• [EXERCISE]:
The lines below starting at the line containing "# test: identify the clasped" and ending at the line containing "# test: identify the small" are to be repeated exactly, with both ends kept and nothing else added.

[Start of Attachment]

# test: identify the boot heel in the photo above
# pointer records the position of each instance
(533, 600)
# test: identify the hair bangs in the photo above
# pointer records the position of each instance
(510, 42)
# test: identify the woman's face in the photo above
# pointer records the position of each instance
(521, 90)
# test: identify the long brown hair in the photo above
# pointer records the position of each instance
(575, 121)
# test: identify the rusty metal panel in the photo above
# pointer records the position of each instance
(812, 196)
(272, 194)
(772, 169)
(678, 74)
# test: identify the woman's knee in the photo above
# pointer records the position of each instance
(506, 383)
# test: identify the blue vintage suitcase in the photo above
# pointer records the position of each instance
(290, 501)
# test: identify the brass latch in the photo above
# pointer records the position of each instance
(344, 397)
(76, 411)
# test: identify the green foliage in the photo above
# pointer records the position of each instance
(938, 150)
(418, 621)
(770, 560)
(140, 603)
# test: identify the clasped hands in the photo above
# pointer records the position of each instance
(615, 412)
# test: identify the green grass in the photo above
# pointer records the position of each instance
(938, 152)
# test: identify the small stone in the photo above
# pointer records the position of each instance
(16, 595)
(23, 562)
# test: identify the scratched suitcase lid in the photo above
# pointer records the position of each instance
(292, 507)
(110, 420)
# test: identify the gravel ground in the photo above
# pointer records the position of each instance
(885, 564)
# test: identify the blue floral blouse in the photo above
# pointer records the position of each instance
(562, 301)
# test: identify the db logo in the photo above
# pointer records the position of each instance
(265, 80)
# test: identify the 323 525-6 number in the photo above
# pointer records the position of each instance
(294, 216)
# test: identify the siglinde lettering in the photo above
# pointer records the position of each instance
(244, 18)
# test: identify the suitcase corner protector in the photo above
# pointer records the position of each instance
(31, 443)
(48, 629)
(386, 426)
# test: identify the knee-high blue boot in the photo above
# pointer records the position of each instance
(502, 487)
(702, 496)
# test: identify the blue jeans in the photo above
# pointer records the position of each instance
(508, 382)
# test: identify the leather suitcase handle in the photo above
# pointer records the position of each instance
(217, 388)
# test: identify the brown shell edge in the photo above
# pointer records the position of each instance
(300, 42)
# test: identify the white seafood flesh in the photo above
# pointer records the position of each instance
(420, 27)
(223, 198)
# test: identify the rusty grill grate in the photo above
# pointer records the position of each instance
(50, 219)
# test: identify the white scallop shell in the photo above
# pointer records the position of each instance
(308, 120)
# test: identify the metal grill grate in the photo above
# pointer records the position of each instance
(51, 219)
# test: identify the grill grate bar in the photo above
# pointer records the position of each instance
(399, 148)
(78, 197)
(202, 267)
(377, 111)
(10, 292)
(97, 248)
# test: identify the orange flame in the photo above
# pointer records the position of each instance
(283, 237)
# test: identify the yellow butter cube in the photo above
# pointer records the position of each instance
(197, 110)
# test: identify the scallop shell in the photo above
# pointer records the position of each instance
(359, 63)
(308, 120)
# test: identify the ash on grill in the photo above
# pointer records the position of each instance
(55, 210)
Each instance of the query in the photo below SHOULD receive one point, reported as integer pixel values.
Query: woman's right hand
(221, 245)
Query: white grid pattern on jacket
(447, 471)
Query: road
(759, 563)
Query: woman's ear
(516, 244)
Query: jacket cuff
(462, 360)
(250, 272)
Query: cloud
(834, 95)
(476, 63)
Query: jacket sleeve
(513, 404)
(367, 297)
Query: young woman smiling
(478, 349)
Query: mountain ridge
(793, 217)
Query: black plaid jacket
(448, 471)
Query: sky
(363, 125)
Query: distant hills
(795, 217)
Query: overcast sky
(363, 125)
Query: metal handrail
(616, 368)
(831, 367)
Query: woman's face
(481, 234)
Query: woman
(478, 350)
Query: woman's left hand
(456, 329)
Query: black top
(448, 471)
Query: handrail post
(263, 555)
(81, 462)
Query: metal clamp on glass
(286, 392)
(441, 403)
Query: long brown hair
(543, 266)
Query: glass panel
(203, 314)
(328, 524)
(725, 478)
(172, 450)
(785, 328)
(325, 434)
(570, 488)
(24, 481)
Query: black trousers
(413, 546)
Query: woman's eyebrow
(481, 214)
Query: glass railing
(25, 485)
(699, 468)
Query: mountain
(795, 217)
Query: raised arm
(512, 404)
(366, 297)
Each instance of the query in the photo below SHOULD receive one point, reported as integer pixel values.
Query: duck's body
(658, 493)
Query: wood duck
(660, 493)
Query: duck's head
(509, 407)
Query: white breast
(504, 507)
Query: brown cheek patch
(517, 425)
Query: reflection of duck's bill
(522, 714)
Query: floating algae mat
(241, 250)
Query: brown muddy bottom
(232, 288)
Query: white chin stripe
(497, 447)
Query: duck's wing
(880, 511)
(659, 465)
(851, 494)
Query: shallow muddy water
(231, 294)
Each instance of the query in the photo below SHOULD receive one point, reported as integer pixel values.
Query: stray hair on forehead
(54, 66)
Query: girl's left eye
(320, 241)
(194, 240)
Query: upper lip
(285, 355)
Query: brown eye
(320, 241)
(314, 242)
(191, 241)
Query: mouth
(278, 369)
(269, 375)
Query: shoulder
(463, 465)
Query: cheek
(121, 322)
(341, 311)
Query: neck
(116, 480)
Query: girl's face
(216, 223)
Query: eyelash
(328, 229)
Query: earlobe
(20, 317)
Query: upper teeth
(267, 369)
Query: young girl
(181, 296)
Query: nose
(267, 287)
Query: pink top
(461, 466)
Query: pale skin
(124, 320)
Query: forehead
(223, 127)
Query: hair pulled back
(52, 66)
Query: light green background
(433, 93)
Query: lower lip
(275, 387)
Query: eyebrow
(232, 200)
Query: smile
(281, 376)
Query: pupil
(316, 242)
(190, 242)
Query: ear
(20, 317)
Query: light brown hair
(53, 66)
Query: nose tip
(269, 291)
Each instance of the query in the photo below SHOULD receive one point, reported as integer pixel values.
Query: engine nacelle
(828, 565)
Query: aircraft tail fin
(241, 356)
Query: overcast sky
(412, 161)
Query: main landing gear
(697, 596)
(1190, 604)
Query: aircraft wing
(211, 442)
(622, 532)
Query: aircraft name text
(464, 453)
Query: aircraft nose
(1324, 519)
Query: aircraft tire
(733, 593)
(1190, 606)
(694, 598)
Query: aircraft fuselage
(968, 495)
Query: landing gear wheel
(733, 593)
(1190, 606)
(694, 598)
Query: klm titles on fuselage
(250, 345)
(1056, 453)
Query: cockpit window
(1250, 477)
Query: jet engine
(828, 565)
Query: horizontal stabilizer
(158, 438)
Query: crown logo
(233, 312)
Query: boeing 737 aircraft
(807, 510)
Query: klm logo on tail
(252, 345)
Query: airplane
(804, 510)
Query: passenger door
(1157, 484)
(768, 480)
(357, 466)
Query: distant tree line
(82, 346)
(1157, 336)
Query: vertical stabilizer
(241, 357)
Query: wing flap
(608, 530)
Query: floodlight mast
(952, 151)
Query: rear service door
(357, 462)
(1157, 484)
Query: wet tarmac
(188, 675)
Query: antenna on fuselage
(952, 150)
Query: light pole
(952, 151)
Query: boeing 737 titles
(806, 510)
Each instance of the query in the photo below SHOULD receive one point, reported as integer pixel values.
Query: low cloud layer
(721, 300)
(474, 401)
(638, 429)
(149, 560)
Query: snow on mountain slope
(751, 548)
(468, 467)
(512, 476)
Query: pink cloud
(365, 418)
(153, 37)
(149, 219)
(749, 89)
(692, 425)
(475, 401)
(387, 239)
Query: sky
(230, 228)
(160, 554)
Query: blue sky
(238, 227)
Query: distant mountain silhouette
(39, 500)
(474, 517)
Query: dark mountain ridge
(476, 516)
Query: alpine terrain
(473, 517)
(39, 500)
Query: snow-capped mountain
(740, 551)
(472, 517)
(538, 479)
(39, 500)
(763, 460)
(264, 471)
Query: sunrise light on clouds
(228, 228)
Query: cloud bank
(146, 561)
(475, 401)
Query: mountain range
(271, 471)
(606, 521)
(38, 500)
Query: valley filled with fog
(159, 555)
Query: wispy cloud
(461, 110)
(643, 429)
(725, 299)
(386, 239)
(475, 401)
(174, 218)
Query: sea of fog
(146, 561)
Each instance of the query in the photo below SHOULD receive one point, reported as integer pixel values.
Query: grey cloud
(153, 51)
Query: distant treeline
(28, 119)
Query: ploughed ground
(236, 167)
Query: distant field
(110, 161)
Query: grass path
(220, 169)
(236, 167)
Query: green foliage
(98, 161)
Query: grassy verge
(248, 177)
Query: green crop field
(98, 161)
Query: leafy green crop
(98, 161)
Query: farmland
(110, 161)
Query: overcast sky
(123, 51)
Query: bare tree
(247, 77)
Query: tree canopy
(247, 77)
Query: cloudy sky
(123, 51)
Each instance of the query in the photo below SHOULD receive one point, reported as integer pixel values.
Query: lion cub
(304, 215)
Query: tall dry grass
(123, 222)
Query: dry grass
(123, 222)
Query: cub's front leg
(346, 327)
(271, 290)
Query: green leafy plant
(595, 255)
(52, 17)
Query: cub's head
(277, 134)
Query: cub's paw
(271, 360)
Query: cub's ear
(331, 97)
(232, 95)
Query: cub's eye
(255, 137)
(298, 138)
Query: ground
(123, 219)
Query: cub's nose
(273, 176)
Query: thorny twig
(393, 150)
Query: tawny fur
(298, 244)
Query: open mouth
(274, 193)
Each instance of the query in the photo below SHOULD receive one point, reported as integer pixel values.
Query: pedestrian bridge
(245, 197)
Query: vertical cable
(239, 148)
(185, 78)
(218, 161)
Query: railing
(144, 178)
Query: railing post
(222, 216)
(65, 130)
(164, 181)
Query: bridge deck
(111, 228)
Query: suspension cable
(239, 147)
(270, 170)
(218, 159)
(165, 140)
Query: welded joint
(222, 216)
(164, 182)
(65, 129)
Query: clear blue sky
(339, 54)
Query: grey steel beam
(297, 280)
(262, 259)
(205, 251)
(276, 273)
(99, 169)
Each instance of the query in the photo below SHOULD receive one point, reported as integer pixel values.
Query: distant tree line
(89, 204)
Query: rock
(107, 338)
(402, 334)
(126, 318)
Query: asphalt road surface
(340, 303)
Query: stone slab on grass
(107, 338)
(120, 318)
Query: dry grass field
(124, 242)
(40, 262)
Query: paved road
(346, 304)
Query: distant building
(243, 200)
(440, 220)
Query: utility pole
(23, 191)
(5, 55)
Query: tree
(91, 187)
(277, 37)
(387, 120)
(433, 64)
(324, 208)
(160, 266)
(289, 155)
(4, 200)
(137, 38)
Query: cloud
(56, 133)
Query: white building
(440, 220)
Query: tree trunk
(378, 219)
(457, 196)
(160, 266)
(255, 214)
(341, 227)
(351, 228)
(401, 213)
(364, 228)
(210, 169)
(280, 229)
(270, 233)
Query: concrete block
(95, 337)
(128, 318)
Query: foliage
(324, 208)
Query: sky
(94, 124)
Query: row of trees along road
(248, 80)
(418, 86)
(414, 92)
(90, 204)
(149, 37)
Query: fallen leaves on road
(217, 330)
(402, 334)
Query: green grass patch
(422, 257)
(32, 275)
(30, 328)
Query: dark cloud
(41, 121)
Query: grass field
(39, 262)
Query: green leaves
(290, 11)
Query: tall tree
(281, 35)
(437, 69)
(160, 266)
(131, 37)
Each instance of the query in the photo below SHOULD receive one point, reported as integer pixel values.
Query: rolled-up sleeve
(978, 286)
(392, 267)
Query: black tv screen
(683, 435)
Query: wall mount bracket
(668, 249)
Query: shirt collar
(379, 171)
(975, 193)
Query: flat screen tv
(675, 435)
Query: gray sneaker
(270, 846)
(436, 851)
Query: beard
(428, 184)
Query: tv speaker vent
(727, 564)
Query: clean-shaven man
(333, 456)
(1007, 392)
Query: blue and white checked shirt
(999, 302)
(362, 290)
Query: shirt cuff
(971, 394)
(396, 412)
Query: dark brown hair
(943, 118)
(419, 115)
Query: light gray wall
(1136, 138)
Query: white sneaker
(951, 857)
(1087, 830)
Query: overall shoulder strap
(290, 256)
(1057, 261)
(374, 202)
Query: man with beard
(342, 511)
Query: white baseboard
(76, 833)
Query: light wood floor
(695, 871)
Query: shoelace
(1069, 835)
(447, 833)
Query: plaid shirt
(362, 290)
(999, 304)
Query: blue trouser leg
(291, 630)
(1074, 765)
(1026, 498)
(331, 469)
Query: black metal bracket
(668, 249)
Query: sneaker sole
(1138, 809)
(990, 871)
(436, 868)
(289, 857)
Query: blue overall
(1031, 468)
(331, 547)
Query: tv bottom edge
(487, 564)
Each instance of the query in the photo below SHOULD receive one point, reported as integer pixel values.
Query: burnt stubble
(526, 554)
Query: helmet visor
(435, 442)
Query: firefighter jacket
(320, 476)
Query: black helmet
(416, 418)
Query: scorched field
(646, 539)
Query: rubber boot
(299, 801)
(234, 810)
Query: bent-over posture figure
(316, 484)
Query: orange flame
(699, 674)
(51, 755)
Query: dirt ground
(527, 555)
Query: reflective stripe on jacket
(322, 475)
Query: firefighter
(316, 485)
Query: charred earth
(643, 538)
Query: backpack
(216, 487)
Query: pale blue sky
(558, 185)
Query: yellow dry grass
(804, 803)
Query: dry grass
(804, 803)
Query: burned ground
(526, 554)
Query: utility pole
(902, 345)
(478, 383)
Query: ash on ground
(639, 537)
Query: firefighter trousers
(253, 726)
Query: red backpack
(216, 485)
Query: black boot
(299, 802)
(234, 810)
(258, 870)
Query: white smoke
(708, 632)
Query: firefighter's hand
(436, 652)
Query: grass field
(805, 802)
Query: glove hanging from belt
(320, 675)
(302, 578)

[End of Attachment]

• [EXERCISE ANSWER]:
# test: identify the clasped hands in the photo above
# pointer records the position of each instance
(615, 412)
# test: identify the green grass in the photo above
# pointer records the position of each instance
(938, 152)
# test: identify the small stone in the photo above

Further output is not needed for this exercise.